- _To do_: Your task is to copy the material exactly.

- _Materials provided_:

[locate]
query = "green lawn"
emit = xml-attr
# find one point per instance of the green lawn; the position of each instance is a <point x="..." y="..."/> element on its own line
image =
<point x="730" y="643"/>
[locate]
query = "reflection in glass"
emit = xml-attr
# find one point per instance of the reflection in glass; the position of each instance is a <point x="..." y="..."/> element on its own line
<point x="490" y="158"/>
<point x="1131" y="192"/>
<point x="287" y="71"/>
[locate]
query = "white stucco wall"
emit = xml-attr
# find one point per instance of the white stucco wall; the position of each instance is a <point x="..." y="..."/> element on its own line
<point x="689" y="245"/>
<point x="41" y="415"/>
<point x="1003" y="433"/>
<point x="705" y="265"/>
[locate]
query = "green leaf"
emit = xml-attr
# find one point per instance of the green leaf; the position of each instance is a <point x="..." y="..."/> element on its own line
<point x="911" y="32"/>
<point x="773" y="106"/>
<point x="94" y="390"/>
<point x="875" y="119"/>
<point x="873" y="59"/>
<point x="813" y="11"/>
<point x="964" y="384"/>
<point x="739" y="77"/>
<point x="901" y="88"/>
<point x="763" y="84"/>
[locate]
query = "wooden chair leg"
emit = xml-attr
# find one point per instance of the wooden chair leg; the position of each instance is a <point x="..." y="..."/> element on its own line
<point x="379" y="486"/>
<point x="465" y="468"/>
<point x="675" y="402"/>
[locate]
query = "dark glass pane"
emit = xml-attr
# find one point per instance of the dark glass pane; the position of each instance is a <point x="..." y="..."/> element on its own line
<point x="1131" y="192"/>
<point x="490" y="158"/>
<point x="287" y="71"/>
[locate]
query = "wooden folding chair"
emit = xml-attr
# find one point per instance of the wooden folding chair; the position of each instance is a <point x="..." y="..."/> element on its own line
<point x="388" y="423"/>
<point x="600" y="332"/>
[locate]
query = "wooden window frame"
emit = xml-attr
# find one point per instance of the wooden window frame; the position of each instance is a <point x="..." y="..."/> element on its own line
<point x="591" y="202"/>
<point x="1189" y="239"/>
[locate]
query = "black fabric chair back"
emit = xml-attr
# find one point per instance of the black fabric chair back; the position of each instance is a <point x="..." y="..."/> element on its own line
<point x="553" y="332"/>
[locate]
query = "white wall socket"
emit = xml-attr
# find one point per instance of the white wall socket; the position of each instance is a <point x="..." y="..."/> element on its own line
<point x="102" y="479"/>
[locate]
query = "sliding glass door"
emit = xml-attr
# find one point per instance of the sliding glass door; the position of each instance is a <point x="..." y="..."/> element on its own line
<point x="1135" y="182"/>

- _Solution for this task_:
[locate]
query = "green lawn"
emit = xml-attr
# find one point per instance of the green lawn; the position of each instance is a <point x="..." y="..."/> element on its own line
image =
<point x="730" y="643"/>
[locate]
query = "reflection in glass"
emit = xml-attr
# find one point per instance of the reflection in glass; the position of each instance is a <point x="..." y="..."/> element on its own line
<point x="490" y="158"/>
<point x="1131" y="192"/>
<point x="287" y="71"/>
[locate]
query = "white stucco wall"
emit = xml-attr
# find one point per instance of the white stucco wall; the position of each instance is a <point x="..." y="..."/> element on its own line
<point x="689" y="245"/>
<point x="41" y="415"/>
<point x="1003" y="433"/>
<point x="705" y="265"/>
[locate]
query = "green leaf"
emit = xml-attr
# find one point per instance of the green leaf; the position of each instance is a <point x="..." y="..."/> element on its own line
<point x="911" y="32"/>
<point x="773" y="106"/>
<point x="94" y="390"/>
<point x="875" y="119"/>
<point x="873" y="59"/>
<point x="813" y="11"/>
<point x="964" y="384"/>
<point x="739" y="77"/>
<point x="901" y="88"/>
<point x="763" y="84"/>
[locate]
query = "wooden chair leg"
emit = xml-attr
# find one point per instance of the wooden chair leg; the position of each instance is a <point x="..." y="..."/> element on its own line
<point x="379" y="486"/>
<point x="465" y="468"/>
<point x="675" y="402"/>
[locate]
query = "dark glass pane"
emit = xml-attr
# find one point per instance of the dark glass pane; the position of each instance is a <point x="..." y="..."/> element on its own line
<point x="1131" y="192"/>
<point x="490" y="158"/>
<point x="287" y="71"/>
[locate]
query = "wooden folding chair"
emit = xml-attr
# find one point per instance of the wooden folding chair; the position of each instance is a <point x="..." y="..."/> element on its own line
<point x="388" y="423"/>
<point x="600" y="332"/>
[locate]
query = "wooden window frame"
emit = xml-attr
# find one point per instance of the wooden window frame; the position of each instance is a <point x="..." y="..."/> element on its own line
<point x="591" y="202"/>
<point x="1189" y="239"/>
[locate]
query = "black fabric chair back"
emit = xml-attr
# find one point per instance of the black fabric chair back; the position of each instance is a <point x="..." y="..."/> element on its own line
<point x="553" y="332"/>
[locate]
query = "white wall socket"
emit = xml-attr
# find one point per instance of the white wall socket; the position of each instance is a <point x="..." y="..."/> element on its own line
<point x="102" y="479"/>
[locate]
query = "sliding glass door"
emit = xml-attr
# find one point per instance of the sliding glass door; the position of each instance is a <point x="..." y="..."/> element on its own line
<point x="1135" y="182"/>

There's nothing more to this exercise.